» **Required action**
Each line shown below should be copied exactly.

[Region pointing data]
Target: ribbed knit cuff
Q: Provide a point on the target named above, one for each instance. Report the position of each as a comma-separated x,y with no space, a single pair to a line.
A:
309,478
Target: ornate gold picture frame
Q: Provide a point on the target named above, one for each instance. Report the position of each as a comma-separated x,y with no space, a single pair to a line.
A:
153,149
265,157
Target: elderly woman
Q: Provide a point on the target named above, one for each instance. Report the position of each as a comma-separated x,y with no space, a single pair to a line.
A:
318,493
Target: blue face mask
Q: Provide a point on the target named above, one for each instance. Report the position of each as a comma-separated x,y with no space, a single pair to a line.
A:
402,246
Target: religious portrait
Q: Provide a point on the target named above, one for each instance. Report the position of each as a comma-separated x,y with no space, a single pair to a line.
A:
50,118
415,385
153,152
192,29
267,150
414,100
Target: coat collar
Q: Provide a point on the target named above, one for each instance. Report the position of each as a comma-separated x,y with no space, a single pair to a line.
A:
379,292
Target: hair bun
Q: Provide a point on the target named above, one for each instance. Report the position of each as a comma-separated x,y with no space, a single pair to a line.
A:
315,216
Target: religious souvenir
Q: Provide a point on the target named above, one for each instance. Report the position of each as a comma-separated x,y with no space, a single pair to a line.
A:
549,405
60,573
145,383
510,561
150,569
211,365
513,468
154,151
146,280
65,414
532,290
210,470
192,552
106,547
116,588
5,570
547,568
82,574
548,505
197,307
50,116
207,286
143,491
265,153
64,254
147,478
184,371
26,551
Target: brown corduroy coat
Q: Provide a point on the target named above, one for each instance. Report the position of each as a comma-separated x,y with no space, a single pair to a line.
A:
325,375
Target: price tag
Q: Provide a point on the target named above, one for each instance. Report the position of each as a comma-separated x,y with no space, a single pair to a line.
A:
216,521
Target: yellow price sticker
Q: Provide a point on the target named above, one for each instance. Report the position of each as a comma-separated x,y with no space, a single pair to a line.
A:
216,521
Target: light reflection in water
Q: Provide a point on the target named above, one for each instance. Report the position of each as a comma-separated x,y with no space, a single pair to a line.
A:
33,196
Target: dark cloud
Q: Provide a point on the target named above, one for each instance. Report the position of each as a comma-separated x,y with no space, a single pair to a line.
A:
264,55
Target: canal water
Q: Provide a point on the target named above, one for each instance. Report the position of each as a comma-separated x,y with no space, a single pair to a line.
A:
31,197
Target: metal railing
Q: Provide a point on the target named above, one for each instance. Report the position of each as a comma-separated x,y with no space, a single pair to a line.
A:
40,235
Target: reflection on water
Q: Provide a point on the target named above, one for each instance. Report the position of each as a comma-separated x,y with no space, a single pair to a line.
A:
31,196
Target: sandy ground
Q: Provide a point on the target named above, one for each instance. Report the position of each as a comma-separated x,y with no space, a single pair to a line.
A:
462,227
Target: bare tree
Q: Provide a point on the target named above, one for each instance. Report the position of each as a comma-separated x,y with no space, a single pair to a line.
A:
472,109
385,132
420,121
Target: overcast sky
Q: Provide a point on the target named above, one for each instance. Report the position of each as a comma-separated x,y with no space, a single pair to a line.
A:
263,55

» **Result of this task**
Target: ribbed knit cuff
Q: Provide a point on the target named above, one for each instance. Report the position of each as a comma-separated x,y with no space, a single pair to a line.
A:
309,478
Target: ornate gold picture frame
Q: Provide a point on the target named above, one for each instance. Report the position of each as a comma-separated x,y with no space, a single pair to a line.
A:
153,149
265,157
Target: elderly woman
Q: Provide a point on the target named above, one for each instance. Report the position of each as a comma-separated x,y with no space, a single pair to a line.
A:
318,493
Target: blue face mask
Q: Provide a point on the target named above, one for each instance. Report the position of each as a comma-separated x,y with no space, a single pair to a line.
A:
402,246
Target: religious portrait
Q: Provide a point on the target named above, one for each instance. Report the position of each as a comma-separated x,y with no space, a single pair to a line.
A:
50,118
415,385
153,152
192,29
267,150
414,100
Target: coat collar
Q: Provide a point on the target named above, one for each instance. Report the position of each as a comma-separated x,y with no space, a single pair to a line.
A:
379,292
Target: hair bun
Q: Provide a point on the target named above, one for each instance. Report the position of each as a comma-separated x,y with no space, a single pair to a line.
A:
315,216
Target: religious souvenir
Q: Provide a point on the target named above, one for each instance. Report the position of each as a comma-separated x,y with no space, a single pair to a line.
A:
549,405
60,573
145,383
510,561
150,569
211,365
513,468
154,151
146,280
65,414
532,290
210,470
192,552
106,547
116,588
5,570
547,568
82,574
548,505
197,307
50,116
207,286
143,491
265,153
64,254
147,478
184,371
26,551
Target: brown corduroy coat
Q: Provide a point on the target named above, one for each instance. Report the position of each as a comma-separated x,y with no space, a single pair to a line.
A:
325,375
Target: price tag
Q: Provide a point on the target named above, one for each instance. Report the position of each as a comma-separated x,y with no space, a single pair to a line.
A:
216,521
Target: yellow price sticker
Q: Provide a point on the target named above, one for each instance. Report the position of each as a comma-separated x,y with no space, a single pair to a line.
A:
216,521
Target: light reflection in water
Q: Provide a point on the target named above, one for each instance. Report the position of each as a comma-separated x,y with no space, a single pair to a line.
A:
33,196
Target: dark cloud
Q: Provide a point on the target named above, one for each instance. Report the position of each as a comma-separated x,y with no space, a single pair to a line.
A:
264,55
Target: canal water
Q: Provide a point on the target named above, one for each instance. Report the position of each as a comma-separated x,y with no space, a single pair to a line.
A:
31,197
Target: metal railing
Q: Provide a point on the target named above, one for each instance. Report the position of each as a comma-separated x,y with no space, a single pair to a line.
A:
40,235
Target: reflection on water
Q: Provide a point on the target named above, one for each instance. Report the position of each as a comma-separated x,y with no space, a single pair to a line.
A:
31,196
Target: sandy ground
Q: Provide a point on the target named above, one for each instance. Report the position of each as a comma-separated x,y with no space, a single pair to a line.
A:
462,227
Target: bare tree
Q: Provide a point on the target named above, one for each instance. Report the position of each as a comma-separated x,y with no space, a single pair to a line.
A:
472,109
385,132
420,121
Target: overcast sky
Q: Provide a point on the target named above, one for each instance. Report the position of each as a comma-separated x,y with no space, a single pair to a line.
A:
263,55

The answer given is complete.